▶ TEXTE FOURNI
^^^^^^^^

Christophe Marsollier – docteur en sciences de l’éducation et inspecteur général de l’Éducation, du Sport et de la Recherche – replace les compétences psychosociales dans le contexte du bien-être des enseignants : comment aider ces derniers à accueillir les émotions, à faire preuve de bienveillance et à être dans l’empathie.

Pour aller plus loin, suivez le parcours Magistère « Actes du séminaire académique "Compétences psychosociales au cœur des pratiques et de l’environnement professionnel" - mai 2021 ».

Intervenants
  • Christophe Marsollier

Christophe Marsollier : 
C’est une question qui est délicate, mais qui est absolument fondamentale parce qu’on se rend compte qu’il ne peut pas y avoir de progrès dans le climat de classe quand des élèves vont mal et qu’ils ont besoin de s’exprimer et notamment de se sentir accueillis dans leurs émotions, quand il y a besoin de développer avec les enseignants un travail sur la capacité à accueillir l’émotion des élèves, donc un travail sur l’écoute active, l’écoute rogérienne, c’est-à-dire une écoute centrée sur la personne des élèves, qui demande aux enseignants de changer de posture, de quitter la posture de sachants en basculant dans une posture d’écoute.
On permet à l’élève de cheminer par l’expression de ses émotions et, par là même, le fait de nommer ses émotions.

^^^^^^^^

▶ ENTRÉES BRUTES
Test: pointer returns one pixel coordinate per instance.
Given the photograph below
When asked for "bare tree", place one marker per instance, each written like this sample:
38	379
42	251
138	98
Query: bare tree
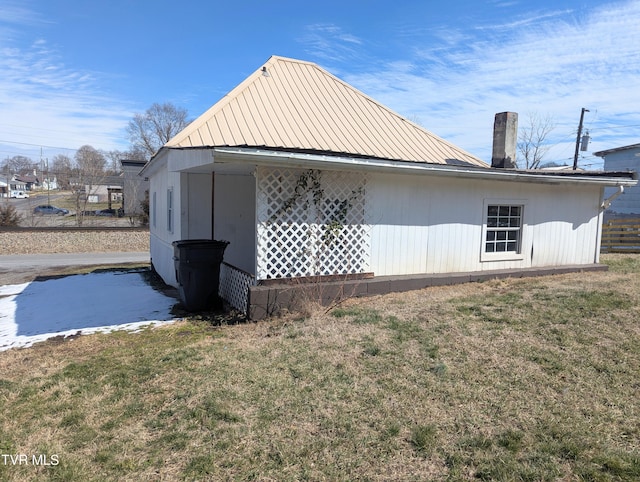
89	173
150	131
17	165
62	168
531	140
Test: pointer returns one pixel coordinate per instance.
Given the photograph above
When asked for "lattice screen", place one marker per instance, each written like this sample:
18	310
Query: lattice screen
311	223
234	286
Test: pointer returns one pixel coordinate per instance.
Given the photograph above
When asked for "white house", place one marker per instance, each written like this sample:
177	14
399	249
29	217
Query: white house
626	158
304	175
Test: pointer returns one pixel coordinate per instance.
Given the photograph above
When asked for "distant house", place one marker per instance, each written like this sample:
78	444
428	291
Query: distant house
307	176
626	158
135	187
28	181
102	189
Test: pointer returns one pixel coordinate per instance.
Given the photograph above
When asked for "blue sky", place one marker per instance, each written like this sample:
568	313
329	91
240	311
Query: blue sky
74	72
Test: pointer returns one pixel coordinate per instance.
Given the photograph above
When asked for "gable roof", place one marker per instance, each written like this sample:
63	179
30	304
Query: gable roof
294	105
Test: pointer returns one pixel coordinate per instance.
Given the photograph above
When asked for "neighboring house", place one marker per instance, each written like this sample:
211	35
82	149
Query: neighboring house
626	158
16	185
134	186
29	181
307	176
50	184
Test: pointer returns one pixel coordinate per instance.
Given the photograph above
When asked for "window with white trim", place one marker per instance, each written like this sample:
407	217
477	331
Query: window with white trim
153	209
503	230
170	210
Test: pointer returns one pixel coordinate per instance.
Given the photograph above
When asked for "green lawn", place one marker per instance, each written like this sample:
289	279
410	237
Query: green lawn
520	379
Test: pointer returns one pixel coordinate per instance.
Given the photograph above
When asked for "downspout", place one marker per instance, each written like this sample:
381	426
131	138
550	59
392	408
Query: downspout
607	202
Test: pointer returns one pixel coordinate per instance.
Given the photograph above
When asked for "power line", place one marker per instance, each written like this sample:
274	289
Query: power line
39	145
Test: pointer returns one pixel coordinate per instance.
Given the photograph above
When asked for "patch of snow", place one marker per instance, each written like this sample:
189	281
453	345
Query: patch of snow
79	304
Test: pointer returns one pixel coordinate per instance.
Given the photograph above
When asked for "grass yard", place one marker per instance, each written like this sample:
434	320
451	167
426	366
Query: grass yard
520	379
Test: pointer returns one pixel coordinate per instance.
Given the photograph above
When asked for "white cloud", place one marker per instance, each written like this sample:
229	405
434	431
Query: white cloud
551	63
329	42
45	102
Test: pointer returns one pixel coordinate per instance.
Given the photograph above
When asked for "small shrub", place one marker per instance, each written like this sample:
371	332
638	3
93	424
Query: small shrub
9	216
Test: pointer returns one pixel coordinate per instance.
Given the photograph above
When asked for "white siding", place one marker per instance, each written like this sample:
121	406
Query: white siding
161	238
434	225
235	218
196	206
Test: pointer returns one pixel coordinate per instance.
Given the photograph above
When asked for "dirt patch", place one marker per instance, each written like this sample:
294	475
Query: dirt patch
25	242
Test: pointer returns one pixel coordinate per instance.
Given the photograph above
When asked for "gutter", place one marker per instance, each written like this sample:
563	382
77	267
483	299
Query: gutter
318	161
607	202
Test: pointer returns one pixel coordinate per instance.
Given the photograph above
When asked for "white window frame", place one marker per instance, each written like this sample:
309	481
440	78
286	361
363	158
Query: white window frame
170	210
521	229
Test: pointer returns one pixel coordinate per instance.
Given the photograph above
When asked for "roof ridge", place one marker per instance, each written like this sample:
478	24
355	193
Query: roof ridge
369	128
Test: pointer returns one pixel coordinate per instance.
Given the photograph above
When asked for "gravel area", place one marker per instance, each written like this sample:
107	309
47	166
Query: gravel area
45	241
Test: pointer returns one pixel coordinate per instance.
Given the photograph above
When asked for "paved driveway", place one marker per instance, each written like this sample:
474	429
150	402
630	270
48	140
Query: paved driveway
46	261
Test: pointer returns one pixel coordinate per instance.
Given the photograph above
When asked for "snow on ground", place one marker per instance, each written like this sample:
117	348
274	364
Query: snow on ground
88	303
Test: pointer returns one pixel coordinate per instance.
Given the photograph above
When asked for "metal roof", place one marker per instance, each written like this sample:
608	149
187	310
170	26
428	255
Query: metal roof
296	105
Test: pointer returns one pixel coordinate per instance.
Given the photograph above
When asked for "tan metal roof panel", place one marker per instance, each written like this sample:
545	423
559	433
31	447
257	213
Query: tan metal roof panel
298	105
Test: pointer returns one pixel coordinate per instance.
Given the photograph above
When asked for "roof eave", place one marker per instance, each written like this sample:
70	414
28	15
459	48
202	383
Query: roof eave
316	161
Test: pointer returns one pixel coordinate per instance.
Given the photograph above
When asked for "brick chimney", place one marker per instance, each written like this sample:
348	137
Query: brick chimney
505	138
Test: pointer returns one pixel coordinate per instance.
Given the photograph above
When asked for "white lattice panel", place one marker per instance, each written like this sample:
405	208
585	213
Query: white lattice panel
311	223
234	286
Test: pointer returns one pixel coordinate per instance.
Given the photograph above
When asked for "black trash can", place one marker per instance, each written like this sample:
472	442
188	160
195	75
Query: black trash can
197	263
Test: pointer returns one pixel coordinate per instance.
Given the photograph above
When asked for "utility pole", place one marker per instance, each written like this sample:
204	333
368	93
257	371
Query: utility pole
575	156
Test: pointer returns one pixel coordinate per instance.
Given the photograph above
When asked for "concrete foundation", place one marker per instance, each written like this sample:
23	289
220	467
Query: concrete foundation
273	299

^^^^^^^^

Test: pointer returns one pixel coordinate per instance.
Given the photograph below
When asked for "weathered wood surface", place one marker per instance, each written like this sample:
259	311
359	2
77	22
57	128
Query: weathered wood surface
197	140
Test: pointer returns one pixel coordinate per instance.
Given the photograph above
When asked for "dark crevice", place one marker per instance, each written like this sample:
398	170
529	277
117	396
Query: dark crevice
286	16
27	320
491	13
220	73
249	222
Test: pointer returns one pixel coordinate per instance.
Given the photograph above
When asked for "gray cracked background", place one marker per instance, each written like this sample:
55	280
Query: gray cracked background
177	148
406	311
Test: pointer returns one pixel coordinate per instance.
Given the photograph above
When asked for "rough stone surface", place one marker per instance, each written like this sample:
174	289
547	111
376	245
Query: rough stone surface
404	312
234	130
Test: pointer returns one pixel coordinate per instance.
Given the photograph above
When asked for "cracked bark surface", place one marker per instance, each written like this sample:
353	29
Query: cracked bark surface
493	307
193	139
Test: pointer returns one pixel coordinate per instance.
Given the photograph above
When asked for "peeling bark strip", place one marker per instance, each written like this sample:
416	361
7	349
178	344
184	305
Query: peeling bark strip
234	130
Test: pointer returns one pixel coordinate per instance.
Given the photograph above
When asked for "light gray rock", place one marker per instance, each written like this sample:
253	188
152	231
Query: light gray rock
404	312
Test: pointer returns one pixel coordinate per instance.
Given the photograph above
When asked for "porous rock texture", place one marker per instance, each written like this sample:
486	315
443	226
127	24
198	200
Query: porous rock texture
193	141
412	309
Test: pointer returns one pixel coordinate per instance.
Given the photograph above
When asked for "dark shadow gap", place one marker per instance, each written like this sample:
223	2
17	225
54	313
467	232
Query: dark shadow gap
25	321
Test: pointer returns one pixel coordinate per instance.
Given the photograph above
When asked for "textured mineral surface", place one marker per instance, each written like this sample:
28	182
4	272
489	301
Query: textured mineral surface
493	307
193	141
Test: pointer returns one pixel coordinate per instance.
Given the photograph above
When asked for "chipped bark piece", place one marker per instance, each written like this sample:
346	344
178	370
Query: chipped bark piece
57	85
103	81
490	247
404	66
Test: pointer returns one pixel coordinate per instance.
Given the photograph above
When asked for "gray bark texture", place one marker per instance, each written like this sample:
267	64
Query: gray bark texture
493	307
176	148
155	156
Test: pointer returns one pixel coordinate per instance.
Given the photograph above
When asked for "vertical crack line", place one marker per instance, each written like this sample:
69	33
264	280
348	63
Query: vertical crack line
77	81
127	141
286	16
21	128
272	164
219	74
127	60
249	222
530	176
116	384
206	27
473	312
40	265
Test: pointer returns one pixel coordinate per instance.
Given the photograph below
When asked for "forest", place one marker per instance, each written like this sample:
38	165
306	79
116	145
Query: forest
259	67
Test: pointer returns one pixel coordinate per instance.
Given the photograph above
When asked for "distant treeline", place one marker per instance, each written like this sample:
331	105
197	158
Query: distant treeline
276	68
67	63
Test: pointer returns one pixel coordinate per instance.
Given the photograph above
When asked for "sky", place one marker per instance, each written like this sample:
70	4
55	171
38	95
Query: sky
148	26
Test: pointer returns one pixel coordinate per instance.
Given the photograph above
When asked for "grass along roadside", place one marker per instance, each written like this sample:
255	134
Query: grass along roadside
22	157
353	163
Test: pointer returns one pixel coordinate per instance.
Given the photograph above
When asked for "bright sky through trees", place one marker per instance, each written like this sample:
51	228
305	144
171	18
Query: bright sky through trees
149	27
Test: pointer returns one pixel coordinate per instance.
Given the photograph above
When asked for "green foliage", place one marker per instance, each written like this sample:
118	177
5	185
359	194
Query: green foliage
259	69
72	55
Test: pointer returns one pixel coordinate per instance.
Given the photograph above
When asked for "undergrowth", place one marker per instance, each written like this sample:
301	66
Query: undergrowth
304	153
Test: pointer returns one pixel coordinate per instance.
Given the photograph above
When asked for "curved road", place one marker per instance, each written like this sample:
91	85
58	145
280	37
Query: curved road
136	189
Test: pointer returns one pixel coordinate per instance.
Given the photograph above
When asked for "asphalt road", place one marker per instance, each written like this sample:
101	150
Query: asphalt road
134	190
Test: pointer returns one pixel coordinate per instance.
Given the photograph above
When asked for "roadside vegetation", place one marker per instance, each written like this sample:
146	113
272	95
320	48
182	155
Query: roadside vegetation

^^^^^^^^

▶ CONSIGNES
1. Répondez à ces questions sur le texte sur les compétences psychosociales, en marquant chaque réponse de la même lettre :
(a) Quelle fonction d'inspecteur Christophe Marsollier occupe-t-il ?
(b) Quels mois et année figurent dans le titre du parcours Magistère ?
(c) Quelle posture les enseignants sont-ils invités à quitter ?
2. Recopiez, s'il vous plaît, tout le passage du texte sur les compétences psychosociales allant de "Intervenants" jusqu'à "une posture d’écoute.".
Appuyez-vous uniquement sur le texte sur les compétences psychosociales.

▶ RÉPONSES ATTENDUES
1.
(a) Inspecteur général de l'Éducation, du Sport et de la Recherche.
(b) Mai 2021.
(c) La posture de sachants.

2.
Intervenants
  • Christophe Marsollier

Christophe Marsollier : 
C’est une question qui est délicate, mais qui est absolument fondamentale parce qu’on se rend compte qu’il ne peut pas y avoir de progrès dans le climat de classe quand des élèves vont mal et qu’ils ont besoin de s’exprimer et notamment de se sentir accueillis dans leurs émotions, quand il y a besoin de développer avec les enseignants un travail sur la capacité à accueillir l’émotion des élèves, donc un travail sur l’écoute active, l’écoute rogérienne, c’est-à-dire une écoute centrée sur la personne des élèves, qui demande aux enseignants de changer de posture, de quitter la posture de sachants en basculant dans une posture d’écoute.